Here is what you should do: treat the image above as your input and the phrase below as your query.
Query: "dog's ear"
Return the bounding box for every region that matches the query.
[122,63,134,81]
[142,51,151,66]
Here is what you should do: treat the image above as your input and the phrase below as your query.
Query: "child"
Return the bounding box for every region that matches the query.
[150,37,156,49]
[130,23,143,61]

——————————

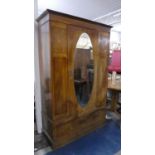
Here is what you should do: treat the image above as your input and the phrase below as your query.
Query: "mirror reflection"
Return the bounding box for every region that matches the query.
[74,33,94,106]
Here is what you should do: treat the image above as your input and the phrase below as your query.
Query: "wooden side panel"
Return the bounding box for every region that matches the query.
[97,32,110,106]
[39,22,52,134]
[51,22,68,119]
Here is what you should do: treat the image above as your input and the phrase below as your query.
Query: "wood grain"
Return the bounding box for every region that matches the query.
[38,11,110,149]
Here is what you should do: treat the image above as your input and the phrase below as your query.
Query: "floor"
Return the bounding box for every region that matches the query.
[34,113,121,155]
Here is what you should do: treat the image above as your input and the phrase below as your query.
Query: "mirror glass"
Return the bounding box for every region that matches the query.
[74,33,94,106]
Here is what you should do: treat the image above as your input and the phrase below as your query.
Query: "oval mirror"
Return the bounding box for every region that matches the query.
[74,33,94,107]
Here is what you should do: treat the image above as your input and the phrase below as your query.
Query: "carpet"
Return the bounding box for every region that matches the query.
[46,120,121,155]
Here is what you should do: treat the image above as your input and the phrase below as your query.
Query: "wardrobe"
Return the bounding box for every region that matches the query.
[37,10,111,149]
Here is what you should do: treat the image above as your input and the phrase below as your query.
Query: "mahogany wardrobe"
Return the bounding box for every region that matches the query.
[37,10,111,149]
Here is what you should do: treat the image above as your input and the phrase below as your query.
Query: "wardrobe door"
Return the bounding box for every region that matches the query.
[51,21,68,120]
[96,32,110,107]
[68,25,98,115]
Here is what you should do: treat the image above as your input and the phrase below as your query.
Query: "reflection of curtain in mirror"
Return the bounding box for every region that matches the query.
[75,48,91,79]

——————————

### Exercise prompt
How many lines in the records above contain the string "wardrobe"? Matching is case-sensitive. Reply with the number alone.

### Exercise solution
3